I first met Martha Cox in 1991, not six months after I arrived at San José State University, fresh from Atlanta, where the college for which I was teaching had closed. Feeling unbelievably lucky to have landed a faculty job in the aftermath of that disaster, I was excited to be teaching at SJSU, and very excited that day to attend a reading by Maxine Hong Kingston in the Music Auditorium. Kingston had just survived the Oakland Hills Firestorm which burned her house to the ground, taking with it all of her manuscripts, including her new novel, The Fourth Book of Peace, which she eventually abandoned. We listened, riveted by Kingston’s description of the uncontrollable blaze that permanently scarred the psyche of the Bay area, and how she escaped death on her bicycle. I learned that night that Kingston was speaking to us because Martha Cox had endowed a lecture series, one which has hosted Norman Mailer, Toni Morrison, Wallace Stegner, Arthur Miller, Joyce Carol Oates, J. M. Coetzee, Kiran Desai, John Barth, E. L. Doctorow, and many other distinguished writers. Martha had retired in 1989, but she was clearly not done with the university where she had taught for thirty-four years and where she had founded the Steinbeck Research Center that now bears her name.

She was already a legend at San José, and to meet her was to recognize her steely-eyed focus on the books and authors she loved, including some pretty hard-living and hard-driving individuals, from Ernest Hemingway to Nelson Algren. She also had a passion for Steinbeck, whom she taught by taking her students regularly on tours of Fremont Peak, Salinas, Monterey, and Cannery Row, hoping to bring Steinbeck’s characters and environs to life. Although I remember Martha as the woman who made such a difference to SJSU, she had a tremendous impact on Lyon College as well, where she established a faculty chair. Terrell Tebbetts, inaugural holder of the chair, notes that she wanted always to “keep her alma mater well connected to both the literary and the scholarly worlds.”

» RECORDS SUPPLIED
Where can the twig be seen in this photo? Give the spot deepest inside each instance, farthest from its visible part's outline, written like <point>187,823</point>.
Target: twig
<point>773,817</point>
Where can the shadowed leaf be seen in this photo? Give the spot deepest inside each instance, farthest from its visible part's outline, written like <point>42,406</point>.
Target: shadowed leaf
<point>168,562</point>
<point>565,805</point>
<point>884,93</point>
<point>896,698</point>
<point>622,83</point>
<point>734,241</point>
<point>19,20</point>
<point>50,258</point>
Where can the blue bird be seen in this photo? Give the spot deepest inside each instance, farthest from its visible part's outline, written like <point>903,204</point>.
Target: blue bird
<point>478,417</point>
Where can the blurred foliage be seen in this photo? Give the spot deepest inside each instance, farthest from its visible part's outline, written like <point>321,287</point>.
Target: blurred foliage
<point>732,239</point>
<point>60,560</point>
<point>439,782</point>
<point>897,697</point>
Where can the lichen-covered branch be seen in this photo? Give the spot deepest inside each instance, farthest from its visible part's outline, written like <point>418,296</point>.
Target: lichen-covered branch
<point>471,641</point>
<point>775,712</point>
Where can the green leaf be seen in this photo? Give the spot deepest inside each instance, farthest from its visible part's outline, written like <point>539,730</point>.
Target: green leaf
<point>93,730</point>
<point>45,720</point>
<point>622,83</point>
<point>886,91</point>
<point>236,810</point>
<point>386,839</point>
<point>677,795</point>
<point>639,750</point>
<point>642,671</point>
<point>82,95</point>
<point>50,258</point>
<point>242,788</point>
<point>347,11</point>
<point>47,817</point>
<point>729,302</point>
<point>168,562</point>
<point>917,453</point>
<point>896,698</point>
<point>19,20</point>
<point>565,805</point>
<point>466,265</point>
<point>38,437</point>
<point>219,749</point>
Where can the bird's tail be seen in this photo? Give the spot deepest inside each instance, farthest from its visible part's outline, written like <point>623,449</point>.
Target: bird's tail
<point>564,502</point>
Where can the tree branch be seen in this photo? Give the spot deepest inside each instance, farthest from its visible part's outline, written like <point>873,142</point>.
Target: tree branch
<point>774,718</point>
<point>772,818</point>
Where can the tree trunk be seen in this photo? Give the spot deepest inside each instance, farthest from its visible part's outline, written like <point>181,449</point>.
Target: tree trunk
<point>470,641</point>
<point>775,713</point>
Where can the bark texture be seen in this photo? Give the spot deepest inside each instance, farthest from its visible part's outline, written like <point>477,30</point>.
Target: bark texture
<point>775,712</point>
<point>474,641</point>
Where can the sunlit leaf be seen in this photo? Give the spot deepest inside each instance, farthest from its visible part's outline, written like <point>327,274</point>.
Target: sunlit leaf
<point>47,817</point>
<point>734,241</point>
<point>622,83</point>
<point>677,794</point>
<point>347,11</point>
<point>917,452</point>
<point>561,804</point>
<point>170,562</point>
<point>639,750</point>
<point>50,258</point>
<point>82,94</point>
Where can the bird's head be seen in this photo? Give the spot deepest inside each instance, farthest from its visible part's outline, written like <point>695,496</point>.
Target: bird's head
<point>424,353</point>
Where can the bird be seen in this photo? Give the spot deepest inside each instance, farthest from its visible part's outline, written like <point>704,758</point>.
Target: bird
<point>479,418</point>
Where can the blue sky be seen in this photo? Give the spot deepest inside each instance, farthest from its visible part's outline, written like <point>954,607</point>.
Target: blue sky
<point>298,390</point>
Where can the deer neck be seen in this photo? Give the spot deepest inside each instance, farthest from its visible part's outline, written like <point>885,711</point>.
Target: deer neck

» SET OF TASKS
a – According to the text about Martha Cox, how many years had she taught at the university where she founded the Steinbeck Research Center?
b – Continue the text about Martha Cox from the point where it stops.

» ANSWERS PROVIDED
a – Thirty-four years.

b –
Martha was a self-made woman who built up her personal wealth through hard work, ambitious publishing, and careful investment. She wanted to make every moment and every dollar count. She was a lover of books who bought [End Page 73] them for reading, not as collectibles. It was the content of a book that counted to her. When I recently packed up her library in San Francisco to bring the books to the Steinbeck Center, I found that even the autographed ones had been thoroughly thumbed. She was a personal friend and bibliographer of Nelson Algren, and had received books from him with many notes, but these books were worn by use. Most of her Steinbeck books were heavily annotated paperbacks with yellowing pages beginning to fall out.

Once Martha decided to focus on Steinbeck, she devoted herself avidly to procuring materials that would bring about her vision of a Steinbeck Research Center at SJSU. She enlisted support from everyone who would listen, including Warren French, Peter Lisca, Robert DeMott, Jackson Benson, and all the members of the John Steinbeck Society founded by Tetsumaro Hayashi. She became friends with Thomas Steinbeck, John’s surviving son, and Thom’s wife Gail. She got to know the author’s widow, Elaine. She martialled her students, such as Ray Morrison, who helped her solicit donations to get SJSU’s Steinbeck Collection started, chiefly with photocopies of papers, reviews, and articles from archives at Stanford University, UC Berkeley, the University of Texas at Austin, the New York Public Library, the Lincoln Center Library, and the archives of Viking Press.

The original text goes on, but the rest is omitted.